Data entries
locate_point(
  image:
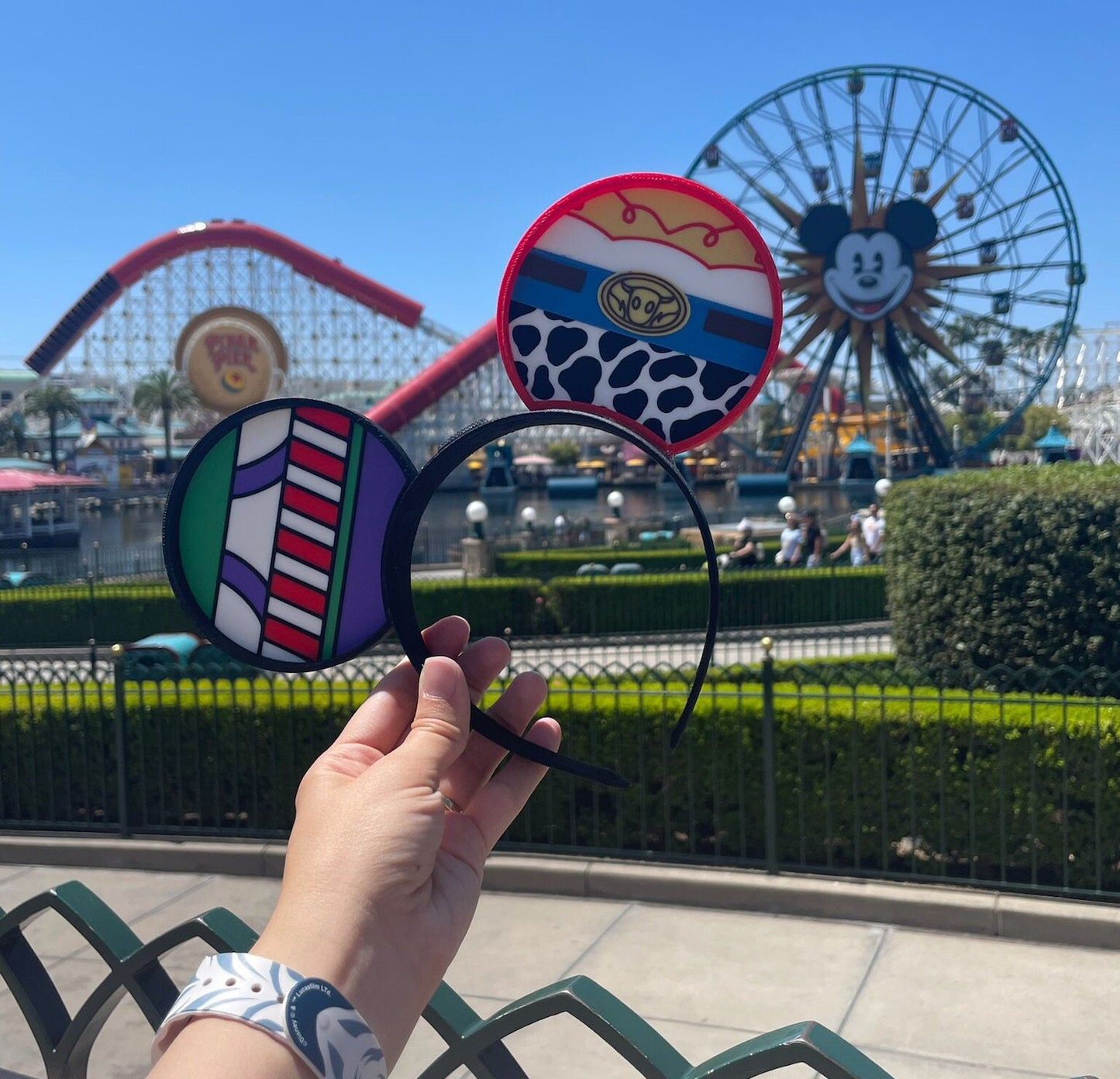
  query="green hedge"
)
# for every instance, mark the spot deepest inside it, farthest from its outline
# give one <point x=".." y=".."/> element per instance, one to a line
<point x="926" y="782"/>
<point x="521" y="605"/>
<point x="746" y="598"/>
<point x="563" y="560"/>
<point x="1015" y="566"/>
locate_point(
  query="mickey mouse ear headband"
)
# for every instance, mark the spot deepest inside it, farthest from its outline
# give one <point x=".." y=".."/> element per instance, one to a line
<point x="647" y="304"/>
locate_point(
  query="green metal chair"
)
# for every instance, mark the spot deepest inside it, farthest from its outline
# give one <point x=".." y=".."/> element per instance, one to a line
<point x="65" y="1041"/>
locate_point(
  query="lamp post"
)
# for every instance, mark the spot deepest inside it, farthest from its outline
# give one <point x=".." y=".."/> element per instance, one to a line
<point x="477" y="551"/>
<point x="615" y="529"/>
<point x="477" y="512"/>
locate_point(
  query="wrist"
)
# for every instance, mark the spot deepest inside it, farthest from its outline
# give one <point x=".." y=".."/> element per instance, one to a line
<point x="384" y="988"/>
<point x="309" y="1018"/>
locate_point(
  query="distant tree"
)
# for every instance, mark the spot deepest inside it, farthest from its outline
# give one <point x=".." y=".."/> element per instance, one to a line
<point x="55" y="402"/>
<point x="163" y="392"/>
<point x="12" y="434"/>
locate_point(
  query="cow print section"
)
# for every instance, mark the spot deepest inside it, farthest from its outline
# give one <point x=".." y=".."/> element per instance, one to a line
<point x="629" y="370"/>
<point x="581" y="379"/>
<point x="543" y="384"/>
<point x="636" y="380"/>
<point x="526" y="339"/>
<point x="679" y="364"/>
<point x="563" y="342"/>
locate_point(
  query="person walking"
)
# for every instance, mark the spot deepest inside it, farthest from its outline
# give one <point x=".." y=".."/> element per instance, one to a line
<point x="853" y="545"/>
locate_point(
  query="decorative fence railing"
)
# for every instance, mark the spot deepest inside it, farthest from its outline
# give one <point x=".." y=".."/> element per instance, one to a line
<point x="524" y="604"/>
<point x="140" y="970"/>
<point x="1004" y="779"/>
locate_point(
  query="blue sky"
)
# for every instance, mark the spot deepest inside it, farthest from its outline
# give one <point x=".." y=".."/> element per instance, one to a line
<point x="418" y="141"/>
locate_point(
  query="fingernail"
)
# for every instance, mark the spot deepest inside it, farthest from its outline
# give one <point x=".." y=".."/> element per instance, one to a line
<point x="438" y="681"/>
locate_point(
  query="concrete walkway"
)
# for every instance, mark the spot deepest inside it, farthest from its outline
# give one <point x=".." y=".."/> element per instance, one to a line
<point x="931" y="983"/>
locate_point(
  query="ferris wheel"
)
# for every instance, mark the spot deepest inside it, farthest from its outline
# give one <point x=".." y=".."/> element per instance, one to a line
<point x="930" y="256"/>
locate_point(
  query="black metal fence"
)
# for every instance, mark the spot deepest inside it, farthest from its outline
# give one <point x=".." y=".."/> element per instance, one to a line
<point x="850" y="767"/>
<point x="100" y="561"/>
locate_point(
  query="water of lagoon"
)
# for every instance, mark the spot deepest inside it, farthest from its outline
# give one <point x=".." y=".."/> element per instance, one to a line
<point x="651" y="505"/>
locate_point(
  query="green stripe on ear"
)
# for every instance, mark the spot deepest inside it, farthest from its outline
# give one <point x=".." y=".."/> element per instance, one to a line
<point x="202" y="521"/>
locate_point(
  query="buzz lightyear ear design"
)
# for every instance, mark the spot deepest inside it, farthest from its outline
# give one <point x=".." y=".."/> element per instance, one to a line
<point x="646" y="303"/>
<point x="646" y="298"/>
<point x="276" y="530"/>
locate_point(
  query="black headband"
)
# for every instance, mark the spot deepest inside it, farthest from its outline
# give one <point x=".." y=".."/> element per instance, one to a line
<point x="397" y="567"/>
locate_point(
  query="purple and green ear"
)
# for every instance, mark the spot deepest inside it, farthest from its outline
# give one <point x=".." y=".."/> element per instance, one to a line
<point x="276" y="528"/>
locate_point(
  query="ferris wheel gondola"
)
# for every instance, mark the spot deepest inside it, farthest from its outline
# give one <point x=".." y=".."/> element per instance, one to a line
<point x="930" y="256"/>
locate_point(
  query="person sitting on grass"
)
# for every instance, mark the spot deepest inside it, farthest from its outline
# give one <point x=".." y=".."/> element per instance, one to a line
<point x="747" y="551"/>
<point x="853" y="543"/>
<point x="789" y="551"/>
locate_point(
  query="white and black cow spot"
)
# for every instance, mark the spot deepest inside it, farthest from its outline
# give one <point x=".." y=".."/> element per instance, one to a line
<point x="672" y="395"/>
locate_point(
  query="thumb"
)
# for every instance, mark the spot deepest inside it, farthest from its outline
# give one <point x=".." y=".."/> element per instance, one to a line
<point x="438" y="734"/>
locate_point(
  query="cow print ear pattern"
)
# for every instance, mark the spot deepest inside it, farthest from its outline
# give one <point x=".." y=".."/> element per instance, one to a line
<point x="646" y="303"/>
<point x="644" y="298"/>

WHAT THIS TASK INVOLVES
Quote the preceding records in their entirety, excluding every picture.

THE ANSWER
locate_point(
  image:
  query="green hedge"
)
# for every instance, mark the spot deepest inside it, farthest from its outline
# give one <point x=".." y=".."/> element per instance, one to a line
<point x="926" y="782"/>
<point x="521" y="605"/>
<point x="746" y="598"/>
<point x="563" y="560"/>
<point x="1015" y="566"/>
locate_point(
  query="mickey mouse ear headband"
)
# for every instance, mark the spot deepest inside it, farthest from its outline
# give one <point x=".." y=".."/> element per instance, one to a line
<point x="647" y="304"/>
locate_point(
  query="green metal chair"
)
# for every instance, mark the spot deepest inside it, farthest from its outline
# give one <point x=".." y=".."/> element per instance, one to a line
<point x="65" y="1041"/>
locate_point(
  query="lamp post"
)
# for every instance, mark the spot deepest inside it, farthest from its outline
# give one <point x=".." y=".."/> element per instance, one to a line
<point x="477" y="551"/>
<point x="615" y="529"/>
<point x="477" y="512"/>
locate_point(
  query="wrist"
)
# for every instance, mark the spot deepest inside it, farthest from its outline
# give one <point x=".." y=".."/> element per instance, one to a line
<point x="384" y="988"/>
<point x="309" y="1018"/>
locate_point(
  query="distant tree"
)
# for every instance, mark the spot deepest inside it, farthest from its outline
# give one <point x=".." y=".."/> element per instance, one to a line
<point x="55" y="402"/>
<point x="163" y="392"/>
<point x="12" y="434"/>
locate_point(
  query="cow print section"
)
# for every instance, mark the spot deepest inside it, farthest from its outline
# give one <point x=".." y=".."/> element per instance, one to a line
<point x="629" y="370"/>
<point x="581" y="379"/>
<point x="543" y="384"/>
<point x="636" y="380"/>
<point x="526" y="339"/>
<point x="679" y="364"/>
<point x="563" y="342"/>
locate_point(
  query="person walking"
)
# for every instance, mark the spot deepest inside it, farthest from its outline
# give one <point x=".." y=".."/> element per instance, one to a line
<point x="853" y="545"/>
locate_point(
  query="decorative fence railing"
)
# for every instance, mark the spot deepest inside it, farthest from its outline
# give one <point x=".." y=".."/> element per instance, one to a line
<point x="524" y="604"/>
<point x="140" y="970"/>
<point x="1004" y="779"/>
locate_point(
  query="blue sky"
)
# for every instance, mark the spot deepest inside it, farthest from its outline
# give one <point x=".." y=".."/> element per instance, one to a line
<point x="418" y="141"/>
locate_point(
  query="fingernail"
)
# for every instance, mark the spot deepest inside it, farthest from its outline
# give one <point x=".." y=".."/> element per instance, one to a line
<point x="438" y="681"/>
locate_point(
  query="concrete walkway"
)
# for every instance, mark the spot deepest inside it, farthest from its outline
# give one <point x=".." y=".."/> element per instance, one to a line
<point x="931" y="983"/>
locate_point(
  query="ferris wheel"
)
# for every instance, mark the spot deepest inside it, farthest from its outline
# give one <point x=".." y=".."/> element per instance, one to a line
<point x="930" y="256"/>
locate_point(
  query="black metal fence"
)
# for every instance, mark the spot deepest inside it, farthest from its outline
# give one <point x=".." y=".."/> element per instance, one to a line
<point x="850" y="767"/>
<point x="100" y="561"/>
locate_point(
  query="water of lagoon"
)
# for every instance, mark the spot deepest inside it, farthest from its outline
# give one <point x=".." y=".."/> element per instance, one to a line
<point x="651" y="505"/>
locate_point(
  query="green stripe on ear"
)
# for every instance, mark the spot deepest inside it, farthest from its outline
# give one <point x=".." y=".."/> element per instance, one to a line
<point x="202" y="521"/>
locate_point(
  query="buzz lightyear ear design"
)
# for every instance, mark the spot deepest inside it, farthest from its outline
# give one <point x=".." y=".."/> element per instance, one to a line
<point x="646" y="303"/>
<point x="646" y="298"/>
<point x="276" y="530"/>
locate_point(
  query="black headband"
)
# for every instance, mark the spot deepest inside it, farthest from its outline
# give one <point x=".." y=".."/> element per instance, one to a line
<point x="397" y="567"/>
locate_point(
  query="purple and green ear"
)
# for every instance, mark the spot deepest inside it, farthest from its outline
# give one <point x=".." y=".."/> element per instance, one to a line
<point x="276" y="528"/>
locate_point(
  query="ferris wheel gondola"
)
# for every instance, mark the spot deepest inside it, farthest from its outline
# give one <point x=".." y=".."/> element per instance, one to a line
<point x="930" y="256"/>
locate_point(
  query="person sitting on grass"
)
# for every instance, mark the spot deepest inside it, farthest from its outline
# give one <point x=".." y=".."/> element per instance, one to a line
<point x="747" y="551"/>
<point x="853" y="543"/>
<point x="789" y="551"/>
locate_point(
  query="white and black cow spot"
)
# for every instance, mark the spot deepest inside it, farthest from its outline
# give one <point x=".." y=".."/> element per instance, one to a line
<point x="672" y="395"/>
locate_point(
  query="thumb"
)
# for every instance, mark the spot deepest inside it, farthest from its outline
# give one <point x=".." y=".."/> element per instance, one to a line
<point x="438" y="734"/>
locate_point(
  query="cow print ear pattern"
)
# for every instance, mark the spot deepest inside it, farthest from its outline
# give one <point x=".." y=".."/> element per instance, one to a line
<point x="646" y="303"/>
<point x="644" y="298"/>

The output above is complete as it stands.